Work instructions:
1: Please output the passage of the forum thread on SVG-to-PDF coordinate conversion that falls between "PhilterPaper commented 1" and "of the page?", inclusive.
2: Write the next part of the forum discussion about turning SVG transformation matrices into PDF ones, picking up right after its final sentence.

Article:
━━━━━━━━━━━━━━━━━━━━━━━━━━━━━━

Do you know how to convert an SVG transformation matrix to a PDF matrix, given that in the PDF the y coordinate must be flipped. I.e., the SVG coordinate system runs from top left 0,0 to bottom right 100,100, the corresponding PDF coordinates are translated 0,100 so top left becomes 0,0 and bottom right is 100,-100.

PhilterPaper commented 1 year ago

If your math is extremely rusty, mine has long since corroded away! Anyway, this might be better discussed by telling what sort of transformations are being done in SVG, that you need to transfer to PDF. If it's just a matter of flipping the coordinate system over (so 0,0 is at the top left instead of bottom left, an y grows downward instead of upward), I think you need to do two things: Y-scale of -1 (X-scale is +1), and Y-translate up by some amount less than media size (X-translate is 0). Presumably you're not doing skews or rotations (leave them 0). I'm not sure if you'll need to reverse (negate) a skew or rotation angle. Shouldn't your resulting Y at the bottom right be 100,0 rather than 100,-100 (so it will be visible on the page)? Or perhaps with some positive offset to get it to the top of the page?

━━━━━━━━━━━━━━━━━━━━━━━━━━━━━━

Listed records:
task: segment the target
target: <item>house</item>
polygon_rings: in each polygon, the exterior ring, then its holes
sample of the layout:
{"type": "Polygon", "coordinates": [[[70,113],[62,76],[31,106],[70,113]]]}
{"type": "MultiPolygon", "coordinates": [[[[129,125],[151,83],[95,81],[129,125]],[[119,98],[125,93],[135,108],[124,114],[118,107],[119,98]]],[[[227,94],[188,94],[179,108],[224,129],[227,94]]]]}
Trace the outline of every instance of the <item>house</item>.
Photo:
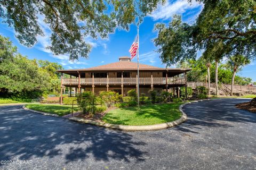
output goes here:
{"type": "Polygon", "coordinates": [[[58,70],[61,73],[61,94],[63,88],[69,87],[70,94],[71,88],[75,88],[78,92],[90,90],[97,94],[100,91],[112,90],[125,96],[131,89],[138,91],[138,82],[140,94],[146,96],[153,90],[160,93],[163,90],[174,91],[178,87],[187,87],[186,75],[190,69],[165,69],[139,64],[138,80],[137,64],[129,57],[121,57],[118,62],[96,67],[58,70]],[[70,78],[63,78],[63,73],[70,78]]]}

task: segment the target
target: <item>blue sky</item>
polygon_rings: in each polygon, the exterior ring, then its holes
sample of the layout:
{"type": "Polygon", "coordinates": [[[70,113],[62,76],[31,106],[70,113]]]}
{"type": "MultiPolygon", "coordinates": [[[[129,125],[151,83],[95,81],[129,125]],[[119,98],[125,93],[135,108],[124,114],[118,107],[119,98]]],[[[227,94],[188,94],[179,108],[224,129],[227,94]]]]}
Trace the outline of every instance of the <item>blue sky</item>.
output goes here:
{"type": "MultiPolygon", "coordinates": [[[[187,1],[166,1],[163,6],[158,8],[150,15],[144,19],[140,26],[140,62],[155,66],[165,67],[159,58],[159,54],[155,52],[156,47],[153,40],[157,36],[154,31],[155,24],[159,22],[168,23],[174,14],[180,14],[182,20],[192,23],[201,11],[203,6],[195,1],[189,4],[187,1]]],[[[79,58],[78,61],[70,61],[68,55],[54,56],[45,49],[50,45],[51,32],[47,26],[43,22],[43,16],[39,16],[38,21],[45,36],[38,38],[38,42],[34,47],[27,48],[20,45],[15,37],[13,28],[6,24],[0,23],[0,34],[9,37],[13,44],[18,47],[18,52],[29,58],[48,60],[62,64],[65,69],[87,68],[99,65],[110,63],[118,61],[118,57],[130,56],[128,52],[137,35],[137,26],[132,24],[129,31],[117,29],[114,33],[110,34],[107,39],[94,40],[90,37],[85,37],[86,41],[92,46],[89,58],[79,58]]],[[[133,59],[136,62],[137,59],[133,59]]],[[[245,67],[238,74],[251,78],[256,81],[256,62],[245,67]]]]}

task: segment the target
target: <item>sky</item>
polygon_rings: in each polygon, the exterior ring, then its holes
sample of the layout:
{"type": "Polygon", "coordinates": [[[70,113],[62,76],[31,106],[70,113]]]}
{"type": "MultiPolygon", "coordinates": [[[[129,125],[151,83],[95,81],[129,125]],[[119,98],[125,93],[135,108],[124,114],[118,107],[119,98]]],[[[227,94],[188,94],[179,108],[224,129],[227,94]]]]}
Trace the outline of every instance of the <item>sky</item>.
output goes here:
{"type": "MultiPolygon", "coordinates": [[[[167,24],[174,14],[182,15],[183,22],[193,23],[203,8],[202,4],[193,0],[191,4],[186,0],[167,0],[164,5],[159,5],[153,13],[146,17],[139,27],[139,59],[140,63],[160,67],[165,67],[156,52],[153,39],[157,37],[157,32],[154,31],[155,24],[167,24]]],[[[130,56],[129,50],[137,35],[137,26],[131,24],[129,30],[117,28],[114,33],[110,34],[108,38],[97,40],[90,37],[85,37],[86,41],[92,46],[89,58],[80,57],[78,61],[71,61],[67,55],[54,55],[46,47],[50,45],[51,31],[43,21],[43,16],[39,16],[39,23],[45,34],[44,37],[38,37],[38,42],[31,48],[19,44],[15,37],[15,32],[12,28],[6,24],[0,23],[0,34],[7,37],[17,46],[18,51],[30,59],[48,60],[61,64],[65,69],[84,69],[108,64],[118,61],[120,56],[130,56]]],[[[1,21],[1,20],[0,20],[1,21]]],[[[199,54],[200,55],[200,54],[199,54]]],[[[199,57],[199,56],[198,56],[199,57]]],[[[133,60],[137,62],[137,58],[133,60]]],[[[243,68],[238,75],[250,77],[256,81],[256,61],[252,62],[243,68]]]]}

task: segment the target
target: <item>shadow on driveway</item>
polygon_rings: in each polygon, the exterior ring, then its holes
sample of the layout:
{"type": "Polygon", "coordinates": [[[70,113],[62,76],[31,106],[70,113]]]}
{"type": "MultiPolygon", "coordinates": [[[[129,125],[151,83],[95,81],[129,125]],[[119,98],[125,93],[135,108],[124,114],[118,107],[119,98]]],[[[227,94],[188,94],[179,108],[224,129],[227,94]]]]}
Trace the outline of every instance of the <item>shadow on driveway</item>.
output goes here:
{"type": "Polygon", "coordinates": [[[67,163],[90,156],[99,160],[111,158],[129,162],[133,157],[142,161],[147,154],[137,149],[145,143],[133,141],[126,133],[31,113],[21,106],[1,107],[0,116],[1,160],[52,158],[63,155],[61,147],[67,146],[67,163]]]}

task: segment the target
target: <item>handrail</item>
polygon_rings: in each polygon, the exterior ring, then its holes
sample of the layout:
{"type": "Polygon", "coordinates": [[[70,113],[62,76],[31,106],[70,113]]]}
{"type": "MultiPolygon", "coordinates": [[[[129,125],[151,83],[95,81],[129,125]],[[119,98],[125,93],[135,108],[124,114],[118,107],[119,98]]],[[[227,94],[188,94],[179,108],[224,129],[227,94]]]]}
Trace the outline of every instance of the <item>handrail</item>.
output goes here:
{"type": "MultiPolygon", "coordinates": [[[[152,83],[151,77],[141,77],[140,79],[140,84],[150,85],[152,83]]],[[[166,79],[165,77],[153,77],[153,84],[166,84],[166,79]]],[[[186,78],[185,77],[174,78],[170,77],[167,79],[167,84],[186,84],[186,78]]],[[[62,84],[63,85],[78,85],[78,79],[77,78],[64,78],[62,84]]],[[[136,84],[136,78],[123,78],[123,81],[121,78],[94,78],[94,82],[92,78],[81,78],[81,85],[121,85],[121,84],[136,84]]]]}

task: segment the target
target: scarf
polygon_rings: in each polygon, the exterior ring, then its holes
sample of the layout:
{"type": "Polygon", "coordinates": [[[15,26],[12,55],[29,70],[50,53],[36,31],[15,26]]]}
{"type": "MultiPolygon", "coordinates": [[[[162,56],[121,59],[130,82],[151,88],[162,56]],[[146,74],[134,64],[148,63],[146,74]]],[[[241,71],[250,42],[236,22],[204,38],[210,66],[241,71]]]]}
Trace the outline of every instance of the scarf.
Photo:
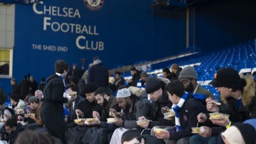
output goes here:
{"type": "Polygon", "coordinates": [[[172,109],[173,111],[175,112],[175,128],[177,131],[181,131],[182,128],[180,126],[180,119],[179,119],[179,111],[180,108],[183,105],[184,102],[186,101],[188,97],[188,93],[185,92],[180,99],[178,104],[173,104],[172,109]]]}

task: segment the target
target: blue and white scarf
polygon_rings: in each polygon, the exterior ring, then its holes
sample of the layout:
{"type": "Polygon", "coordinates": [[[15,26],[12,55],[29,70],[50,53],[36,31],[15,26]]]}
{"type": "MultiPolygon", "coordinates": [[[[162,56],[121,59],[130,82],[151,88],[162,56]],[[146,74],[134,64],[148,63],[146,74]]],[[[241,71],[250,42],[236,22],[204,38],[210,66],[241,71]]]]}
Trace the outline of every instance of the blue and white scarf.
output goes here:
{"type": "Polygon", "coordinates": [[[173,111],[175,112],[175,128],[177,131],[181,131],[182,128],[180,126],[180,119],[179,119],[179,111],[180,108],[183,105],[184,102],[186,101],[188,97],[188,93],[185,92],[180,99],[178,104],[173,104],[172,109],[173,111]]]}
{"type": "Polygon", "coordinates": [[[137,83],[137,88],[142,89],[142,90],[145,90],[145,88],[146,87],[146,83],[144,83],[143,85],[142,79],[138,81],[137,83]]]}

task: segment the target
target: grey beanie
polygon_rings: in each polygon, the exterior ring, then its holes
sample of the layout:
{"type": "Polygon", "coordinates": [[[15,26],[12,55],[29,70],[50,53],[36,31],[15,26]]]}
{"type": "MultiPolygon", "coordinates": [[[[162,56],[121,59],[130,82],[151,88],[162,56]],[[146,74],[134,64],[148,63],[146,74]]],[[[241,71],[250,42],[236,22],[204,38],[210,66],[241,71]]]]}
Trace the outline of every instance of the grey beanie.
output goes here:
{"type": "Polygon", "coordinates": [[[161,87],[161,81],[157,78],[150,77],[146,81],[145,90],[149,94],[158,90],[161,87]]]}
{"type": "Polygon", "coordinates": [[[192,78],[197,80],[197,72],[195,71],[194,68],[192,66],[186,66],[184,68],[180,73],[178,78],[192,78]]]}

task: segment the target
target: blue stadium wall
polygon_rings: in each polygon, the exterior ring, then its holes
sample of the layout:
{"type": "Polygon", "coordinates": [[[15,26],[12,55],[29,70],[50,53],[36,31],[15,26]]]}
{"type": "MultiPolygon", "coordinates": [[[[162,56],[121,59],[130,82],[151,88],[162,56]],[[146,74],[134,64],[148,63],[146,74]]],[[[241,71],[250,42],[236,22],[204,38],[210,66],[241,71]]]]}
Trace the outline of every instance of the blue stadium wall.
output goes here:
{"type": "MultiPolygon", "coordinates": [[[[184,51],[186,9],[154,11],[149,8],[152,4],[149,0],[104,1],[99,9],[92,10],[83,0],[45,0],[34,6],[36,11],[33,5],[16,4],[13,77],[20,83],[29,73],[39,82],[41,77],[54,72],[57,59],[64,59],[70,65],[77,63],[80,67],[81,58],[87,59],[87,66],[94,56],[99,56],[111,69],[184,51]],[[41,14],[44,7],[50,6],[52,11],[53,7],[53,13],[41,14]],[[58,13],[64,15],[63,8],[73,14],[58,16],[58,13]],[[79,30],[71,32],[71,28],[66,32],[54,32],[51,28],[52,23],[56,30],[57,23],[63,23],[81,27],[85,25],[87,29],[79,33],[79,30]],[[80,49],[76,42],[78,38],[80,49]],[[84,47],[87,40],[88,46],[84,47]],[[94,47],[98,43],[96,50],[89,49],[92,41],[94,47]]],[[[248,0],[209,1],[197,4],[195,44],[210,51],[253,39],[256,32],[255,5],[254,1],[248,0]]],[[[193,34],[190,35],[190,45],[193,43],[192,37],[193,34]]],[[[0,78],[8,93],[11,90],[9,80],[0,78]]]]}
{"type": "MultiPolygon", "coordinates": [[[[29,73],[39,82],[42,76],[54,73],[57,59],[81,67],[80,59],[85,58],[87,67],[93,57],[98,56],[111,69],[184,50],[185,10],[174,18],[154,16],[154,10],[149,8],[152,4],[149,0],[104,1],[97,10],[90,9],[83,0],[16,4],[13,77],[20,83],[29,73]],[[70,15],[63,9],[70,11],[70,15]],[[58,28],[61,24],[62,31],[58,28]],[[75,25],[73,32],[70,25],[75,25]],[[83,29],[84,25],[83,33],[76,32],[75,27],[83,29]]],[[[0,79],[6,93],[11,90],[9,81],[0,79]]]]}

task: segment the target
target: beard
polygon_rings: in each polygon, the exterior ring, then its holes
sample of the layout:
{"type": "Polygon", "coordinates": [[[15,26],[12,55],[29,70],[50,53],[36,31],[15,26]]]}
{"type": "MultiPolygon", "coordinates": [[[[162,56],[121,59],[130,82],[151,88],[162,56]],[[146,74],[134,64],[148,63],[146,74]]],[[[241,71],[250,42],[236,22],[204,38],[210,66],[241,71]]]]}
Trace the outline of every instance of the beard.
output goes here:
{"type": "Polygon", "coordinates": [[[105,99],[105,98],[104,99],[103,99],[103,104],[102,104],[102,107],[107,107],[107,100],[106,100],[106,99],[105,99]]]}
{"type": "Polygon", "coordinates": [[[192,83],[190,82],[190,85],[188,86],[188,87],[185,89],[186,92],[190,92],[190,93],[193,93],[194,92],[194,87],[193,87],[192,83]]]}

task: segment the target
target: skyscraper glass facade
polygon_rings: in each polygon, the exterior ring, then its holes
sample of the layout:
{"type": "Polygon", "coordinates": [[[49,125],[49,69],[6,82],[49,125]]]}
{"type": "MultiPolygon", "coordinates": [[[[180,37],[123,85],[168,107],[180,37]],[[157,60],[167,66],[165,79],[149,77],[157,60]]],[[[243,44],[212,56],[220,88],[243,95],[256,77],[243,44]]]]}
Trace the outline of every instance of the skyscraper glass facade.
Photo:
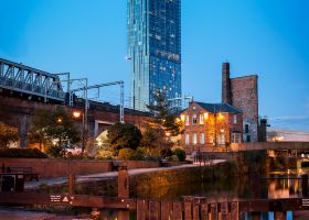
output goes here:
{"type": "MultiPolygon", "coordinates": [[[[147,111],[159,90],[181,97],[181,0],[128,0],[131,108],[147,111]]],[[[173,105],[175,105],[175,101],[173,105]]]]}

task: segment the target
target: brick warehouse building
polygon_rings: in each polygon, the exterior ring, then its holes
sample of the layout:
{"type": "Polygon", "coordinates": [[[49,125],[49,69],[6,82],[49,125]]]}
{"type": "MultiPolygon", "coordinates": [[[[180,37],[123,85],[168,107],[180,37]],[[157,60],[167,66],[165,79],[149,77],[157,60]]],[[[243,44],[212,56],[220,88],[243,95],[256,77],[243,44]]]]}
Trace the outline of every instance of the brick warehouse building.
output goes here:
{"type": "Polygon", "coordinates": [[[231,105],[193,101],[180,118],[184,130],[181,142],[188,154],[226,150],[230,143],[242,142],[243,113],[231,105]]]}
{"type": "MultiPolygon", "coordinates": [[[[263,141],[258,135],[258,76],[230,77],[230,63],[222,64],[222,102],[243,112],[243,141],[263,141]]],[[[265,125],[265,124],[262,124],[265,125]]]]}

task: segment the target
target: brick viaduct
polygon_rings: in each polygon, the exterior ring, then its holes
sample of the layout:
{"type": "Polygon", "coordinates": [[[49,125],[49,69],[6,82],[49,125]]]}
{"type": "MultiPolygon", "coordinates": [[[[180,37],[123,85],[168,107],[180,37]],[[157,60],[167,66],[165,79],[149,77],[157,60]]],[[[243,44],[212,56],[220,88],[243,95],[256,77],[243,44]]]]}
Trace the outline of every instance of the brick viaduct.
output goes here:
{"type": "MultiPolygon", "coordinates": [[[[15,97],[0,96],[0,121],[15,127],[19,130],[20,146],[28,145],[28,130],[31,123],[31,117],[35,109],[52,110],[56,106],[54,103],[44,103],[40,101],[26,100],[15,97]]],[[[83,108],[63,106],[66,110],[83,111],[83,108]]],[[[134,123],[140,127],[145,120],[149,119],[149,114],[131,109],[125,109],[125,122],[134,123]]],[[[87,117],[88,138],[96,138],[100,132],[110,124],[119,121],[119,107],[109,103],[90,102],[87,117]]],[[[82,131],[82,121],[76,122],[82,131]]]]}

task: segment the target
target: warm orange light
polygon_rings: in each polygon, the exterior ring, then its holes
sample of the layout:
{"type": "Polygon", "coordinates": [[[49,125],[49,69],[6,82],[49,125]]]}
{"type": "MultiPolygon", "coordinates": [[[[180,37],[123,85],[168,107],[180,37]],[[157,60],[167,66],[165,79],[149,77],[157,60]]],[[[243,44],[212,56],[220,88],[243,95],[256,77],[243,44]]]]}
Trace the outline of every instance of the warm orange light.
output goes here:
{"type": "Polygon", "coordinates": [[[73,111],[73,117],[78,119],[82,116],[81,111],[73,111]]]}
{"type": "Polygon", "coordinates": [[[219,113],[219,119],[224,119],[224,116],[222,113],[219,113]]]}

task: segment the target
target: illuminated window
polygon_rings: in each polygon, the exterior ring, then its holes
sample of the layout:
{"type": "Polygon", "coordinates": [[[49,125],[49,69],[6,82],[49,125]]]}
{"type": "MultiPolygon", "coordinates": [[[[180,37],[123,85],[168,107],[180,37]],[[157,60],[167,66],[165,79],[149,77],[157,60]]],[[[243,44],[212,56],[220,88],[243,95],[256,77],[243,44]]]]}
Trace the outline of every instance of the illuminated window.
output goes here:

━━━━━━━━━━━━━━━━━━━━━━━━━━━━━━

Expected answers:
1:
PhilterPaper commented 1 year ago

If your math is extremely rusty, mine has long since corroded away! Anyway, this might be better discussed by telling what sort of transformations are being done in SVG, that you need to transfer to PDF. If it's just a matter of flipping the coordinate system over (so 0,0 is at the top left instead of bottom left, an y grows downward instead of upward), I think you need to do two things: Y-scale of -1 (X-scale is +1), and Y-translate up by some amount less than media size (X-translate is 0). Presumably you're not doing skews or rotations (leave them 0). I'm not sure if you'll need to reverse (negate) a skew or rotation angle. Shouldn't your resulting Y at the bottom right be 100,0 rather than 100,-100 (so it will be visible on the page)? Or perhaps with some positive offset to get it to the top of the page?

2:
SVG                                                        PDF
0,0                                        100,0           0,100                                   100,100
   10,10                 50,10                              10,90                  50,90        
     +---------------------+                                   +---------------------+
     |                     |             90,50                 |                     |             90,50
     |                50,50+---------------+                   |                50,50+---------------+
     |                                     |                   |                                     |
     +-------------------------------------+                   +-------------------------------------+
   10,90                                 90,90               10,10                                 10,90
0,100                                    100,100           0,0                                      100,0

I think the PDF matrix for this would be [ 1 0 0 -1 0 200 ], although it's possible the figure may have the wide part at the top. If it does end up flipped like that, I'm not sure you can use a transformation matrix. I think you're just going to have to do some trial-and-error experimenting to get the desired results. If you're working with a general purpose SVG transformation matrix that you want to map to a PDF transformation matrix, that's a whole 'nuther animal.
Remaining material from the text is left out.